氏名や顔写真など17万3000件のデータが流出
サイバー攻撃を受けたのは宮城県仙台市の印刷会社「斎藤コロタイプ印刷」で、主に全国各地の幼稚園から小中高の卒業・卒園アルバムを制作する企業だ。
情報漏洩した可能性があるのは2023年度(2024年3月卒業)の卒業または卒園アルバムの掲載データの一部である17万3000件の顔写真や氏名などのテキストデータ。
都内においても豊島区や板橋区、練馬区、足立区に葛飾区、江戸川区などの約50校もの小中学校が被害に遭った可能性があるという。
被害に遭ったとされる都内の小学校でPTA役員を務め、卒業対策委員も担当したという母親は今回の情報漏洩を重く受け止めている。
「実は卒業対策委員会でどこの印刷会社に卒業アルバム制作を頼もうかという話し合いをしたとき、今回サイバー攻撃を受けた『斎藤コロタイプ印刷』に決めたのは私たちでした。

未加工の一覧

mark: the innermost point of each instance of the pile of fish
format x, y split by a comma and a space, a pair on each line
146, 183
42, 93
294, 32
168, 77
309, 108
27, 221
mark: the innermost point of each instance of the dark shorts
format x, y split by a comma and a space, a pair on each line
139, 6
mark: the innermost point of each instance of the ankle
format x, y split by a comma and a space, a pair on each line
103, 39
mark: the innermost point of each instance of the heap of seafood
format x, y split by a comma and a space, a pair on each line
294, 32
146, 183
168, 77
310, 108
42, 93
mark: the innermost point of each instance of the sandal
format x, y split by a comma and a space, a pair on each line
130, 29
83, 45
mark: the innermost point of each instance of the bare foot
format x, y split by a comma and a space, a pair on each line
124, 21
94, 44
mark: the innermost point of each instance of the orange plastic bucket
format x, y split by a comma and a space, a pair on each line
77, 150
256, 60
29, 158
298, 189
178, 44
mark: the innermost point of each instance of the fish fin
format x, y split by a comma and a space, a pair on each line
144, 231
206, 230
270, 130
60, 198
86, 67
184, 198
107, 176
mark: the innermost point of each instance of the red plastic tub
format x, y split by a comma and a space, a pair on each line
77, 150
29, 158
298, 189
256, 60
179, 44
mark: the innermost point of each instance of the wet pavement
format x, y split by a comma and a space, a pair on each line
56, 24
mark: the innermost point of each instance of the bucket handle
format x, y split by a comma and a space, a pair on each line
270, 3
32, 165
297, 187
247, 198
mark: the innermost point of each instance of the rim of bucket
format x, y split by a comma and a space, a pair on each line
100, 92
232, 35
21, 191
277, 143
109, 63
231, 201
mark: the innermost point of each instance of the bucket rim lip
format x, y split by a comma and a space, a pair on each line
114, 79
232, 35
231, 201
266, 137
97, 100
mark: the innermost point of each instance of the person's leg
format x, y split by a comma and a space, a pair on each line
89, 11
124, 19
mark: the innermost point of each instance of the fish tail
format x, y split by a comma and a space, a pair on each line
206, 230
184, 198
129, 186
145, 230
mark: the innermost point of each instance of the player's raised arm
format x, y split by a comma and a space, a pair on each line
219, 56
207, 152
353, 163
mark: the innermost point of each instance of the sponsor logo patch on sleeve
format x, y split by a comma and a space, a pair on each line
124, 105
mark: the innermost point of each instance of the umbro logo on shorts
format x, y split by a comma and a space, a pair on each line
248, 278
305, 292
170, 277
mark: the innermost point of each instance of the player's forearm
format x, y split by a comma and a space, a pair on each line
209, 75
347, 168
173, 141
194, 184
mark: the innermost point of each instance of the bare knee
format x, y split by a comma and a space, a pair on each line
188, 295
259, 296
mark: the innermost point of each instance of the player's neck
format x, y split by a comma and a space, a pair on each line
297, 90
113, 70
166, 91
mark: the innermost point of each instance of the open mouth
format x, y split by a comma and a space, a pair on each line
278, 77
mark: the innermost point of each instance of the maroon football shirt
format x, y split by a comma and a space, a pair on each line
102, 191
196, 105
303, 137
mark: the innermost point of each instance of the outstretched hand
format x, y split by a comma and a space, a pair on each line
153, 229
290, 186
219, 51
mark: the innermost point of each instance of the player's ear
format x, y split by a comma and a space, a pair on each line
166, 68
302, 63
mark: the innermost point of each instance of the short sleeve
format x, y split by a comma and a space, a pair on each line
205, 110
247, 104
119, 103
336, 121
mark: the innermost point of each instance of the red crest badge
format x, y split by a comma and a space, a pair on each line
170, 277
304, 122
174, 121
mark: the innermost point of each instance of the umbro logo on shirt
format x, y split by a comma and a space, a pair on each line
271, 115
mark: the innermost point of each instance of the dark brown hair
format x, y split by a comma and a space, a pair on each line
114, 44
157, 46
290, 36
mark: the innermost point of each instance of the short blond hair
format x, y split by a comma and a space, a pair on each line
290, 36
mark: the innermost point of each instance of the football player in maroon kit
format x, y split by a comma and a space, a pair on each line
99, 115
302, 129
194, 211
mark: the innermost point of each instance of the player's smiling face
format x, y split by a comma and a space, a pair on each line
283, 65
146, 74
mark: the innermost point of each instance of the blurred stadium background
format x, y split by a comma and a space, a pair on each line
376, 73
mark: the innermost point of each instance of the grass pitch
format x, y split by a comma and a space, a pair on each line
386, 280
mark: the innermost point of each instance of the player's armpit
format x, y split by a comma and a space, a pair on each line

依頼事項:
(A) 本文について、次の問いに答えよ。
(i) 「斎藤コロタイプ印刷」はどこの印刷会社か。
(ii) 情報漏洩した可能性があるデータは何件か。
(iii) 都内で被害に遭った可能性がある小中学校は約何校か。
(B) 本文のうち「都内においても豊島区や板橋区」から「ロタイプ印刷』に決めたのは私たちでした。」までを、両端を含めてそのまま書き写せ。
(C) 本文で、被害に遭った可能性がある小中学校のある都内の区として挙げられている区名をすべて書き出せ。

各課題の解答:
(A)
(i) 宮城県仙台市の印刷会社である。
(ii) 17万3000件である。
(iii) 約50校である。

(B)
都内においても豊島区や板橋区、練馬区、足立区に葛飾区、江戸川区などの約50校もの小中学校が被害に遭った可能性があるという。
被害に遭ったとされる都内の小学校でPTA役員を務め、卒業対策委員も担当したという母親は今回の情報漏洩を重く受け止めている。
「実は卒業対策委員会でどこの印刷会社に卒業アルバム制作を頼もうかという話し合いをしたとき、今回サイバー攻撃を受けた『斎藤コロタイプ印刷』に決めたのは私たちでした。

(C) 豊島区、板橋区、練馬区、足立区、葛飾区、江戸川区